黒田美代子『商人たちの共和国:世界最古のスーク、アレッポ』

商人たちの共和国 〔世界最古のスーク、アレッポ〕 〈新版〉

商人たちの共和国 〔世界最古のスーク、アレッポ〕 〈新版〉

商人たちの共和国―世界最古のスーク、アレッポ

商人たちの共和国―世界最古のスーク、アレッポ

 長々と借りていた本をやっと撃破。新版に手を出してみた。
 本書に出てくる商人で、若い人は40代くらいなんだよなあ。シリア内戦で、その後、どのような運命をたどったのだろうか。中東・シリアに現存する世界最古の都市アレッポの内戦前後を比較した写真いろいろ - DNAを見ると、建物も、徹底的に破壊されて、本書に収録されている写真の光景は失われてしまっているんだよなあ。悲しい気分になる。


 しかし、うーん、なんか既存の経済学や社会学を批判するオルタナティブとしてというか、イスラム社会を称揚するというか、そちらに汲々として、スークそのものの記述が物足りない感じがある。
 スークの商人に直接インタビューした部分は、第3章の半分と序章の一部だけなんだよな。やはり、こういう現地の参与観察から、多くを語らせるべきだったのではなかろうか。
 あと、本書で、「スークの特色」として挙げられている特徴が、本当に独特のものなのかは、精査する必要があるのではなかろうか。フレキシブルな職業選択やアンボーダーな人の移動というのは、前近代には、どこでもあったことだし。利益配分型の共同事業にしても、中世の地中海世界では普遍的に存在した制度だし。

データ

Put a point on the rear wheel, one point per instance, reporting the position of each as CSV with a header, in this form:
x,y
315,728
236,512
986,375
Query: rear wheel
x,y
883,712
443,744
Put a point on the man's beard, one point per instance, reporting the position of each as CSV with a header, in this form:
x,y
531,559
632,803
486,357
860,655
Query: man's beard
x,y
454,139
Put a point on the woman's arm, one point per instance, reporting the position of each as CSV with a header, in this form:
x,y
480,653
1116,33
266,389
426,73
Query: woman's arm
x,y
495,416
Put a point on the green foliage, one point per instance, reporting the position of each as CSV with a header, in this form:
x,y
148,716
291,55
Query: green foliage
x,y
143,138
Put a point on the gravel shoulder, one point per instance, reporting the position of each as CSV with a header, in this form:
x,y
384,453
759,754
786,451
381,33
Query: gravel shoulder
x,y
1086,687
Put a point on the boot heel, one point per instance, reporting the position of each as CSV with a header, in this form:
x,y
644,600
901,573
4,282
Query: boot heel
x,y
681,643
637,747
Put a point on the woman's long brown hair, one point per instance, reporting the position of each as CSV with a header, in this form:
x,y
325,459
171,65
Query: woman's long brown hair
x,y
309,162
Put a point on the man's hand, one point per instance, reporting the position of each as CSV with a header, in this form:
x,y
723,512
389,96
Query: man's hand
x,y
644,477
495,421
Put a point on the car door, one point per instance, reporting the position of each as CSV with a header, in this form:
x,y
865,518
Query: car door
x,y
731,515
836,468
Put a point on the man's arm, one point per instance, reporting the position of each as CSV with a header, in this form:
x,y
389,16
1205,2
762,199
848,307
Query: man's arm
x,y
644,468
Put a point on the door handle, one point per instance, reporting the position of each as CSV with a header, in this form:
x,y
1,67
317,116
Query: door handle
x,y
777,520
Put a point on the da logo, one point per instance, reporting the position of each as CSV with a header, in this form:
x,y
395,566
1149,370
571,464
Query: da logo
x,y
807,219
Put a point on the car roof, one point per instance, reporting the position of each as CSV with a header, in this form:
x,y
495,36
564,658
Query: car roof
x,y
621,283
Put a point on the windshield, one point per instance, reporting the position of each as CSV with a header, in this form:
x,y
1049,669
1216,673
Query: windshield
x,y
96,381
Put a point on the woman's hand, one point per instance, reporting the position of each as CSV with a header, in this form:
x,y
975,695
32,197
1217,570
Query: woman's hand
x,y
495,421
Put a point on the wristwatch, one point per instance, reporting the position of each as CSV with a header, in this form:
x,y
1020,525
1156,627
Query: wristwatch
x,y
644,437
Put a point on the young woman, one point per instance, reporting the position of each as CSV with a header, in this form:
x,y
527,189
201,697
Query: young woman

設問内容
文書本文にある「スークの商人に直接インタビューした部分は、第3章の半分と序章の一部だけなんだよな。」という文を英語に訳しなさい。 データは文書本文と関係がありません。

問題の解答
The parts where the souk merchants are interviewed directly are only half of Chapter 3 and part of the introduction.